### Assignment
Copy the entire listing exactly.

### Dataset content

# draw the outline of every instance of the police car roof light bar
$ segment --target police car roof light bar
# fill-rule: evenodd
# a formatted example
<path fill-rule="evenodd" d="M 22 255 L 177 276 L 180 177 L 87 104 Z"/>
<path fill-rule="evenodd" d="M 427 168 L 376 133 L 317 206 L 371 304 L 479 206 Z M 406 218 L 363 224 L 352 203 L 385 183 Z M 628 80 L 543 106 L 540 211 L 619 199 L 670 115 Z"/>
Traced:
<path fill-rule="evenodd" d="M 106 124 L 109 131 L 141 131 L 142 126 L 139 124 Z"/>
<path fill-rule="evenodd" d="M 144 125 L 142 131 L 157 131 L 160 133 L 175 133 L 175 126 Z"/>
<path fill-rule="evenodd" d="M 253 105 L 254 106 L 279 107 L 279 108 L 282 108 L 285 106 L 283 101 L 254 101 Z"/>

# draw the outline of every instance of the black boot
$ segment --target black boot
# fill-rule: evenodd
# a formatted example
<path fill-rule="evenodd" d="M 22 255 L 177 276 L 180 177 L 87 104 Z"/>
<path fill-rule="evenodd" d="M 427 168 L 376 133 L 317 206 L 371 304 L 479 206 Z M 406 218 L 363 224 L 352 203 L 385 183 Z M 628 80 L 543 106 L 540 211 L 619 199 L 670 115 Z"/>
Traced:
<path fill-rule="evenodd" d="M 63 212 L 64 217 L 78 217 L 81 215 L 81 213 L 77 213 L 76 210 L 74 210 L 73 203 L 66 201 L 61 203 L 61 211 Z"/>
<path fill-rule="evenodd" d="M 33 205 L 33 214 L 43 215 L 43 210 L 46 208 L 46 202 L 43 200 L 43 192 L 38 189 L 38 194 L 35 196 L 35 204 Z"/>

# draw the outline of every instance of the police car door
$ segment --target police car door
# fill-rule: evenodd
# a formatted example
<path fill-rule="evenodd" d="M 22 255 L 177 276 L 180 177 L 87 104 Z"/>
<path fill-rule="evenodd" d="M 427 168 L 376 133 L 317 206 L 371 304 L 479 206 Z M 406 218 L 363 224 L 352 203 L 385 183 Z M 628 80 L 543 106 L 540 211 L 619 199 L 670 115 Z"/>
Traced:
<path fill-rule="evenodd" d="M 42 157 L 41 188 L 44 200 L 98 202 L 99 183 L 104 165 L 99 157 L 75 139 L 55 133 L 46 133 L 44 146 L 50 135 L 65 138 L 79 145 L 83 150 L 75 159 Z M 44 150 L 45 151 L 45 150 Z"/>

### Answer to the exercise
# draw the outline of every instance of the police car roof light bar
$ segment --target police car roof light bar
# fill-rule: evenodd
# a formatted example
<path fill-rule="evenodd" d="M 22 255 L 177 276 L 180 177 L 87 104 Z"/>
<path fill-rule="evenodd" d="M 427 168 L 376 133 L 317 206 L 371 304 L 479 206 Z M 406 218 L 363 224 L 352 203 L 385 183 Z M 628 80 L 543 106 L 540 211 L 619 199 L 670 115 Z"/>
Traced:
<path fill-rule="evenodd" d="M 106 124 L 109 131 L 141 131 L 142 126 L 139 124 Z"/>
<path fill-rule="evenodd" d="M 144 125 L 142 131 L 157 131 L 160 133 L 175 133 L 175 126 Z"/>
<path fill-rule="evenodd" d="M 253 105 L 254 106 L 279 107 L 279 108 L 282 108 L 285 106 L 283 101 L 254 101 Z"/>

# draw the outline of every instance of the black boot
$ segment --target black boot
# fill-rule: evenodd
# a formatted example
<path fill-rule="evenodd" d="M 22 255 L 177 276 L 180 177 L 87 104 Z"/>
<path fill-rule="evenodd" d="M 427 168 L 376 133 L 317 206 L 371 304 L 479 206 Z M 406 218 L 363 224 L 352 203 L 385 183 Z M 628 80 L 543 106 L 540 211 L 619 199 L 670 115 Z"/>
Traced:
<path fill-rule="evenodd" d="M 63 212 L 64 217 L 78 217 L 81 215 L 81 213 L 77 213 L 76 210 L 74 210 L 73 203 L 66 201 L 61 203 L 61 211 Z"/>
<path fill-rule="evenodd" d="M 33 205 L 33 214 L 43 215 L 43 210 L 46 208 L 46 202 L 43 200 L 43 192 L 38 189 L 38 194 L 35 196 L 35 204 Z"/>

# draw the outline of every instance of the police car door
$ segment --target police car door
# fill-rule: evenodd
# a formatted example
<path fill-rule="evenodd" d="M 22 255 L 177 276 L 180 177 L 87 104 Z"/>
<path fill-rule="evenodd" d="M 427 168 L 376 133 L 317 206 L 371 304 L 479 206 Z M 406 218 L 363 224 L 352 203 L 385 183 Z M 628 80 L 543 106 L 540 211 L 619 199 L 670 115 Z"/>
Traced:
<path fill-rule="evenodd" d="M 42 157 L 41 188 L 44 200 L 98 202 L 99 183 L 104 165 L 99 157 L 75 139 L 55 133 L 46 133 L 44 146 L 50 135 L 65 138 L 79 145 L 83 150 L 75 159 Z M 44 150 L 45 151 L 45 150 Z"/>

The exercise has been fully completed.